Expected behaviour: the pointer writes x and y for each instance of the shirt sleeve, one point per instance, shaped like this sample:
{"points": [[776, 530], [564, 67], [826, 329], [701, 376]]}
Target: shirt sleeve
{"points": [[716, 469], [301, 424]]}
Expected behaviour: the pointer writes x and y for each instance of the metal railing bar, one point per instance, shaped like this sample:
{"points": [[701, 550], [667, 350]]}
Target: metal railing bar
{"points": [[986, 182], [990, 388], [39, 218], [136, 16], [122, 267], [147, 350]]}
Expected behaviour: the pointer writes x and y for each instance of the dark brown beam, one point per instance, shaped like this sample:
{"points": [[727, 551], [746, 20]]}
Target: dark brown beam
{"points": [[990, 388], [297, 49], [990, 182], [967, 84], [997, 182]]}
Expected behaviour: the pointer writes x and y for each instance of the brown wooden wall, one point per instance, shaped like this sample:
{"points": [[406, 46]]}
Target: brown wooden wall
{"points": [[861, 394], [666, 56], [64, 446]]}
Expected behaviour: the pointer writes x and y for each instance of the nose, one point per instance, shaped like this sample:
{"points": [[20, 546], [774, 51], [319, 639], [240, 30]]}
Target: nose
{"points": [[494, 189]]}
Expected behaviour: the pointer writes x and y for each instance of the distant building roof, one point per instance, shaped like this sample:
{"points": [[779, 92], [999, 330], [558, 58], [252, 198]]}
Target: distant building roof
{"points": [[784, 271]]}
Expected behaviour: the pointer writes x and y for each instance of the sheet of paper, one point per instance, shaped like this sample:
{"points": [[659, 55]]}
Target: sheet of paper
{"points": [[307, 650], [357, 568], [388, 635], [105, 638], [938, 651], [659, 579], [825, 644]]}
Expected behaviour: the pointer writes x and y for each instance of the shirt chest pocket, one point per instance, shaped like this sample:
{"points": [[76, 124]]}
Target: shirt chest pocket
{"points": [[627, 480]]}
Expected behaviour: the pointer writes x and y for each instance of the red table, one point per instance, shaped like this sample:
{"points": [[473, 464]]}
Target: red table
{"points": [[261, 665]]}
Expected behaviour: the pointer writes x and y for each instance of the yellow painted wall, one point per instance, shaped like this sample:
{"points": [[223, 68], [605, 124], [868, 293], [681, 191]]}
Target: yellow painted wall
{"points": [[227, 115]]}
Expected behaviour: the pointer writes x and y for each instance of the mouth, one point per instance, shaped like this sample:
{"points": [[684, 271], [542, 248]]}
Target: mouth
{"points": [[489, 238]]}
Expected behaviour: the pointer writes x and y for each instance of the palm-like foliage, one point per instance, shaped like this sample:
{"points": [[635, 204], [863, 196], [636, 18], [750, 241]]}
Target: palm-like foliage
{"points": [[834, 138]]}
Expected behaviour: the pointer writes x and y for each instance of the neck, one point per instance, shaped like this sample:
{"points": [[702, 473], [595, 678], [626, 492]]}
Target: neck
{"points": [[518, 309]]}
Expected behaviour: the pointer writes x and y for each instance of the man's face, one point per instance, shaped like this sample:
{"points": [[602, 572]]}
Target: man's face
────
Repeat every record, keeping each word and mark exactly as it is.

▶ [OUTPUT FOR THIS EXERCISE]
Expected behaviour: the pointer writes x and y for each instance of the shirt sleeve, one point per instance, shaped like this sample:
{"points": [[776, 530], [564, 67], [826, 329], [701, 376]]}
Target: shirt sleeve
{"points": [[716, 469], [301, 424]]}
Expected behaviour: the pointer writes x and y for each instance of the metal railing bar, one point per instance, shaped like this sample:
{"points": [[701, 550], [667, 350]]}
Target: metal railing bar
{"points": [[986, 182], [990, 388], [39, 218], [136, 16], [122, 267], [147, 350]]}
Expected behaviour: the pointer writes x and y for each instance of the dark brown beam, one point per instance, shaped like this sample:
{"points": [[727, 551], [746, 20]]}
Target: dark brown beam
{"points": [[990, 388], [297, 49], [990, 182], [967, 84], [997, 182]]}
Expected behaviour: the pointer writes x and y for each instance of the brown wooden wall, one point per instance, shaped like this sample:
{"points": [[406, 46]]}
Target: brown wooden wall
{"points": [[861, 394], [666, 56], [64, 446]]}
Expected behaviour: the pointer writes x and y for each instance of the nose, one point per instance, shaped like this sample:
{"points": [[20, 546], [774, 51], [319, 639], [240, 30]]}
Target: nose
{"points": [[494, 189]]}
Expected behaviour: the pointer writes x and y for each instance of the distant building roof, one point per instance, shaped like this sample:
{"points": [[779, 92], [999, 330], [558, 58], [252, 198]]}
Target: distant building roof
{"points": [[784, 271]]}
Expected behaviour: the pointer writes x and y for each instance of the sheet of paper, one point per instance, shaped like this sample:
{"points": [[659, 55]]}
Target: sheet of paper
{"points": [[307, 650], [357, 568], [388, 635], [105, 638], [938, 651], [659, 579], [825, 644]]}
Expected behaviour: the pointer writes x and y for each instance of the shirt chest pocket, one point per instance, shaped like this sample:
{"points": [[76, 124]]}
Target: shirt chest pocket
{"points": [[627, 480]]}
Expected behaviour: the pointer writes x and y for each instance of the red table, one point per instance, shaped like this sample:
{"points": [[473, 464]]}
Target: red table
{"points": [[261, 665]]}
Expected behaviour: the pointer writes x and y for each instance of the yellow painted wall, one point per instance, shaped like this sample:
{"points": [[223, 68], [605, 124], [868, 293], [681, 191]]}
Target: yellow painted wall
{"points": [[227, 115]]}
Expected behaviour: the pointer writes x and y for each instance of the mouth, one point per instance, shaped like this sample:
{"points": [[684, 271], [542, 248]]}
Target: mouth
{"points": [[489, 238]]}
Expected behaviour: the pointer writes x and y for each instance of the palm-like foliage, one point per instance, shaped like this sample:
{"points": [[635, 204], [863, 196], [636, 18], [750, 241]]}
Target: palm-like foliage
{"points": [[834, 138]]}
Expected behaviour: the pointer writes x and y for each instance of the neck, one point per instance, shaped like this sample:
{"points": [[702, 473], [595, 678], [626, 492]]}
Target: neck
{"points": [[518, 309]]}
Expected behaviour: the pointer writes x and y for each instance of the man's face, one point per instance, shaped like this sample:
{"points": [[602, 572]]}
Target: man's face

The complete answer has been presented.